## DOCUMENT EXCERPT:
════════════════
Embracing My Inner Smart Ass
Ask yourself: What would you scream from the rooftops if you knew you wouldn’t get smacked in the face, or fired?
"When I talk to my younger self, I reassure her that everything will be okay. Embracing her means accepting all the fears and doubts she had, and loving her for all her strength and potential.”
—Gloria Steinem, Revolution from Within
"When I talk to my younger self, I hold a finger to her lips, hand her duct tape and tell her, ‘It’s better if YOU do it before someone else does.’”
—Jory Des Jardins, early in her career
As a kid, I was kind, rule-abiding, and respectful of authority; though I moonlighted as a Smart Ass.
I used to create mini-books with images I cut out of magazines and pulled together into collages that parodied friends, family, and the celebrities of the time (something I still do today, parodying my inner dramas, but without a glue stick, using Midjourney).
I was also a joke teller. I loved me a good, scatalogical narrative with a powerful punchline; but even more so I was an Improvisationist: One of my siblings might say something in pure innocence and I would finish their sentence with something ruthless. I didn’t think I was being nasty; I was just verbalizing words in my head in real-time, with no real thought or judgement of those words before repeating them out loud.
I didn’t think my one-liners were that provoking. I don’t even recall the one that I threw out at the family dinner table; but I do recall the smack in my face from my dad, who I don’t believe found it very funny. He never explained why what I said provoked him, only this:
“You can be funny, or you can have friends. Take it from me: I don’t have many friends.”
════════════════
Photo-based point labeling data
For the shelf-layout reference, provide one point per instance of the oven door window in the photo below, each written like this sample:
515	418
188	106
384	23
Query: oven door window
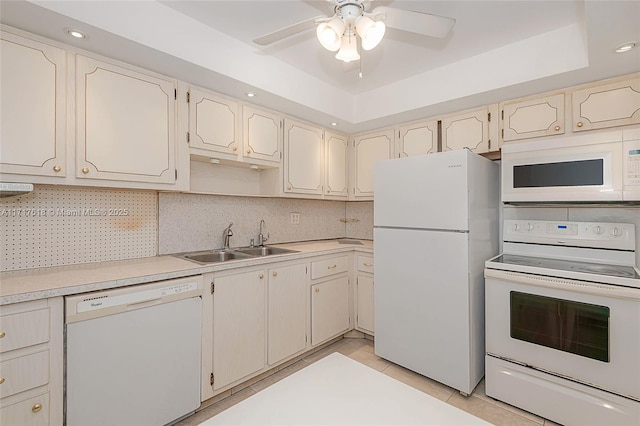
574	327
566	173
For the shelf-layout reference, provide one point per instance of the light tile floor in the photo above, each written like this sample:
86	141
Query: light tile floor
361	350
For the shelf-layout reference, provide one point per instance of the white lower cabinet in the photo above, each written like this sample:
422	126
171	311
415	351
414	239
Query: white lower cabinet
287	323
31	363
239	326
364	294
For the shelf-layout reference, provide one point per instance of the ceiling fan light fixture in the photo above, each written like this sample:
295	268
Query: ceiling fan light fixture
348	49
329	33
370	31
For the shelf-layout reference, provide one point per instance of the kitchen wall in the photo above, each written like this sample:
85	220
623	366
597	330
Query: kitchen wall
62	225
580	214
191	222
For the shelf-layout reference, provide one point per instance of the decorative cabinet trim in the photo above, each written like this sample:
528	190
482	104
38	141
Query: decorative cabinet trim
610	105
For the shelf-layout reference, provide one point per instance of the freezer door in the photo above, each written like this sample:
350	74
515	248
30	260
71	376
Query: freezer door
428	191
422	307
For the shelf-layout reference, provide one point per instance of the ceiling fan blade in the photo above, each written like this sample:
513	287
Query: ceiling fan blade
416	22
285	32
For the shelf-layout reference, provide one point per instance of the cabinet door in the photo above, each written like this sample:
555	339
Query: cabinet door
533	118
33	111
365	303
336	177
609	105
368	150
329	309
469	130
418	139
287	312
125	124
262	132
214	124
303	146
239	327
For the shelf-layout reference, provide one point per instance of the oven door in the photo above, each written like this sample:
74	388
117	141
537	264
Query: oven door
587	332
562	173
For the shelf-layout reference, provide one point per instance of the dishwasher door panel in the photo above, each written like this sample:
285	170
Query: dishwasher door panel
140	367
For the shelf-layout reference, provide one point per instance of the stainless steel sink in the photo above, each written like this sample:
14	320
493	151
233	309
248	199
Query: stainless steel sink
264	251
216	256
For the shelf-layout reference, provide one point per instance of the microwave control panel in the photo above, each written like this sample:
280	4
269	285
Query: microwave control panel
631	161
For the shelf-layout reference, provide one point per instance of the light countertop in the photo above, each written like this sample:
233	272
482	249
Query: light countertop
33	284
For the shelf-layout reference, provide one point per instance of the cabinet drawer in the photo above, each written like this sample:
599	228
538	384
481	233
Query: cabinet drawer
32	412
365	264
24	329
324	268
24	373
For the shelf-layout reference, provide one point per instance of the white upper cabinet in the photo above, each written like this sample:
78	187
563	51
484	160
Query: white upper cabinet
472	129
608	105
214	123
418	139
125	123
533	118
367	150
262	133
336	176
33	111
303	158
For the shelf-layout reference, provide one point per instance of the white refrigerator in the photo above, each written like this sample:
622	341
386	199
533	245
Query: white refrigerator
435	223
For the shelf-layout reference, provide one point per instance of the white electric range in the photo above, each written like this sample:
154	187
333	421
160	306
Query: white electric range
562	315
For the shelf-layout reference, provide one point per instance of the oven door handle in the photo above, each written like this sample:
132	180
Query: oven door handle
597	289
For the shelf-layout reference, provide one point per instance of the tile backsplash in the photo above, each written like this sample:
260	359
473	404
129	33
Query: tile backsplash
62	225
192	222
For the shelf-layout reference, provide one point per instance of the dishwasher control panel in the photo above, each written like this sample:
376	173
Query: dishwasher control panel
90	305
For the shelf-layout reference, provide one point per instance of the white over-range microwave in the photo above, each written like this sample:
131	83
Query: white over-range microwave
589	168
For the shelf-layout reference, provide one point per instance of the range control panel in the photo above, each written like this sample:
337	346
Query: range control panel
619	236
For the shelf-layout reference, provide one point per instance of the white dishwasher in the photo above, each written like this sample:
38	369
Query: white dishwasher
133	354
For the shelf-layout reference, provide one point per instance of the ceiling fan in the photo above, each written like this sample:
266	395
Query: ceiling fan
351	19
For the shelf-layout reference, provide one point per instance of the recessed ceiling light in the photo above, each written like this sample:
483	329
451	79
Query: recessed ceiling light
625	47
75	33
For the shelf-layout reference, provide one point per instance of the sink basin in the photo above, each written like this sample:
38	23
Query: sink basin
216	256
264	251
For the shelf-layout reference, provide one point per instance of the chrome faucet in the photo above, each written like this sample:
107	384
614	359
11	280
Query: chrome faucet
226	234
261	237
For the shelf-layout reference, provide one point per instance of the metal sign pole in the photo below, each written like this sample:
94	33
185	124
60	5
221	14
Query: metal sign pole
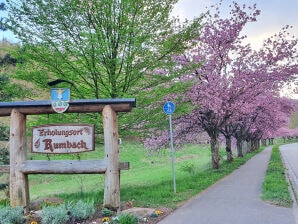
169	108
172	152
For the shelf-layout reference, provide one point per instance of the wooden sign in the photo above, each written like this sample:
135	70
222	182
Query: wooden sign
64	138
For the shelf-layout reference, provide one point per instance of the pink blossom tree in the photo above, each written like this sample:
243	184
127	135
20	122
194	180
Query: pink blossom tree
233	78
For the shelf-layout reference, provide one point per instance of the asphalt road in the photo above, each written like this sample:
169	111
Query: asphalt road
236	198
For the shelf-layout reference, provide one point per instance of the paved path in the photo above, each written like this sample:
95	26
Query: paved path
290	156
234	200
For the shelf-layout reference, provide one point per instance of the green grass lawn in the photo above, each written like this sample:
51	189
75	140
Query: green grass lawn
148	182
275	186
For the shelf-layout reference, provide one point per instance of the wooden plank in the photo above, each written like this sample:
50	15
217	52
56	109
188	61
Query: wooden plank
112	180
4	168
67	167
18	183
75	106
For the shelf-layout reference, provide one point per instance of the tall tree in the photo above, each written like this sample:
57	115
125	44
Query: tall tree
════════════════
Repeat the passage of the personal essay above from "Embracing My Inner" to "a Smart Ass.".

## FULL RESPONSE:
Embracing My Inner Smart Ass
Ask yourself: What would you scream from the rooftops if you knew you wouldn’t get smacked in the face, or fired?
"When I talk to my younger self, I reassure her that everything will be okay. Embracing her means accepting all the fears and doubts she had, and loving her for all her strength and potential.”
—Gloria Steinem, Revolution from Within
"When I talk to my younger self, I hold a finger to her lips, hand her duct tape and tell her, ‘It’s better if YOU do it before someone else does.’”
—Jory Des Jardins, early in her career
As a kid, I was kind, rule-abiding, and respectful of authority; though I moonlighted as a Smart Ass.